**Quoted passage:**
Chapter 2: First Foot Down the Rabbit Hole

On May 6, 2016, the last day to do so, I submitted my application for senior attorney status. As explained below, I viewed applying as a probable waste of time. Had the deadline eve, May 5th, been a typical Thursday night, I would have been visiting clients and reading their files pretty late into the night. In that case I would not have stayed up even later to prepare an application. The title “Senior Attorney” was not important to me. The increased salary was attractive but Dave and I were not in financial need. However, my case duties that night were unusually light. Fate gave me time to fill out an application. So I did. Fate is a tricky bitch.

My belief that applying for the promotion would be a long shot was based on a few interactions I had with then DPD director, Lorinda Youngcourt. I had recently spoken at a meeting of DPD’s advisory board against Youngcourt’s sudden and brutal dismissal of the long time managing attorney of one of the other divisions. Furthermore, as director of the Washington Death Penalty Assistance Center (DPAC) I had several conflicts with Youngcourt over her reluctance to follow the Washington supreme court’s rules regarding the appointment of qualified counsel in potential death penalty cases. Youngcourt did not take criticism well. Although I met and exceeded every criteria for senior status and, only a year earlier I led the defense in the most serious and high profile case in TDAD’s history, I thought there was slim chance Youngcourt would approve my promotion if it got to her desk. On the other hand, a slim chance was still a chance.

**Material supplied:**
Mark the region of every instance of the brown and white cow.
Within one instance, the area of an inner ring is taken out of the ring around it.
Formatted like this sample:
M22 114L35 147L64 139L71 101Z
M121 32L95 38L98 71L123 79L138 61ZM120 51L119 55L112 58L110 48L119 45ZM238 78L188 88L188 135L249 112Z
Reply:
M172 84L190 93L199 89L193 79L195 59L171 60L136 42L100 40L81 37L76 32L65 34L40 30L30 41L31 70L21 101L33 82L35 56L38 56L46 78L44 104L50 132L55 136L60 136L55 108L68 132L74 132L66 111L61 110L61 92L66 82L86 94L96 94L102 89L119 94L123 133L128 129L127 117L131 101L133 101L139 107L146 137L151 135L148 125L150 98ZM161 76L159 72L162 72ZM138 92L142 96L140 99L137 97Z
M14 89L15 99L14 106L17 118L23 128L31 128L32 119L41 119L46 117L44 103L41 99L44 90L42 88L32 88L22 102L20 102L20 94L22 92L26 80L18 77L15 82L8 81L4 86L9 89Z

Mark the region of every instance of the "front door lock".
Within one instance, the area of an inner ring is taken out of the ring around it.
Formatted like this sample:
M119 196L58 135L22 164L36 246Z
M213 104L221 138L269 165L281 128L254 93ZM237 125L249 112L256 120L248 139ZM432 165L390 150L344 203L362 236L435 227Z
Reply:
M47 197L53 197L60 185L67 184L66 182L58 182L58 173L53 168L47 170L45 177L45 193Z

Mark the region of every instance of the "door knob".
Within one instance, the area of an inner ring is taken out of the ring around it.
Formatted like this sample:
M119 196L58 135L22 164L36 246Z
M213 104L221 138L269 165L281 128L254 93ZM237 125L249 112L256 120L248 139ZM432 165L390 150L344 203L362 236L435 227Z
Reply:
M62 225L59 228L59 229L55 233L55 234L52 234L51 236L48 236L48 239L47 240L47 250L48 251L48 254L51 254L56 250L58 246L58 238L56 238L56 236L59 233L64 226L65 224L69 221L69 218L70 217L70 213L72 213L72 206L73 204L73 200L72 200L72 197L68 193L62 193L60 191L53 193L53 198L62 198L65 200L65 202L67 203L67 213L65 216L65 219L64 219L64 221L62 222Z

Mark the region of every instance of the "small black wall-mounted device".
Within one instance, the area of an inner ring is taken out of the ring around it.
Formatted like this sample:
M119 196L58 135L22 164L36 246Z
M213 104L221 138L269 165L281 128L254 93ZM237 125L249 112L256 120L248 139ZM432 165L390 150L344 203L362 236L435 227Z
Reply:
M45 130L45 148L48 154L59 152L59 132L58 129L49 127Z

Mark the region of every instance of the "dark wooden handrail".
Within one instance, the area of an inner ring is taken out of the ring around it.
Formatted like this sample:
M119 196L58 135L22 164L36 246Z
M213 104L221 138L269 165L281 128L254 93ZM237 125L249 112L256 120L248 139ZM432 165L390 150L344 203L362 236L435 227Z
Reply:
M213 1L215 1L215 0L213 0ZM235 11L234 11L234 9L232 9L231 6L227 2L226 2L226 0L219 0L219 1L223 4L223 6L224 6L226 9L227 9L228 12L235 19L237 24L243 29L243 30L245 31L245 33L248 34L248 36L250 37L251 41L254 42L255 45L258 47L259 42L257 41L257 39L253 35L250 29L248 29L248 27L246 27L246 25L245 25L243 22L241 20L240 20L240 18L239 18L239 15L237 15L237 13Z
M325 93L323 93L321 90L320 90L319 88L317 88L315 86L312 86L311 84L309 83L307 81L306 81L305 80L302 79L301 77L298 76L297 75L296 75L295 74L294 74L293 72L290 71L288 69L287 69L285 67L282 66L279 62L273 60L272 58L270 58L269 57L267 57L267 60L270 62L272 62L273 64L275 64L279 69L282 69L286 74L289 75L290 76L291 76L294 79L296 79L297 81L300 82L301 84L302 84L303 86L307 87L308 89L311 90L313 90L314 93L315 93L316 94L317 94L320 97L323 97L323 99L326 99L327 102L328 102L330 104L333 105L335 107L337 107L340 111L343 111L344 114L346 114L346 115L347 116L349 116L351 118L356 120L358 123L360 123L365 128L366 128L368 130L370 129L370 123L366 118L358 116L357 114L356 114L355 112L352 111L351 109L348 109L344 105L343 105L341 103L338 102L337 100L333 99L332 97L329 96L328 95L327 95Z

**Task details:**
Pick up the chapter about the senior attorney application above and continue it from its last sentence.

**Written response:**
After submitting my application, I was persuaded by colleagues that Youngcourt probably would not block applicants selected by the committee. She was personally involved in drafting the selection protocol so intervening after the committee made selections might raise the hackles of other stakeholders, including our union. If Youngcourt stayed out of it, I expected I would be promoted. However, although Youngcourt wisely kept her distance from the naming of seniors, I was not promoted.

In retrospect, things would have been much easier had Youngcourt personally axed my promotion. No one would have been surprised had she vetoed my promotion. I had a history of irritating her. She had a history of dealing harshly with thorns in her side. Under the protocol she had the final say on senior promotions. Had she blocked my promotion, I would have been disappointed but not really surprised. That’s just the way autocracies work.

I was soon to get an emotional slap in the face that left me reeling like a concussed cartoon character.

Chapter 1- A little background for those unfamiliar with DPD

For over forty years King County met it’s obligation to provide indigent criminal defendants with counsel by contracting with four independent non-profit agencies. In 2012 – 13, for reasons not relevant here, King County conscripted all of the agencies and their employees into a new King County Department of Public Defense (DPD) converting all 400 former private non-profit employees into county employees. The county replaced the four independent agencies with four similarly named divisions of DPD. Before it was absorbed by the county, I had been employed by “The Defender Association.” As of 2013 I was employed by “The Defender Association Division (TDAD)” of DPD. The other agencies became “Associated Counsel for the Accused Division,” (ACAD), “Society of Counsel Representing Accused Persons Division,” (SCRAPD), and “Northwest Defenders Association Division,” (NDAD).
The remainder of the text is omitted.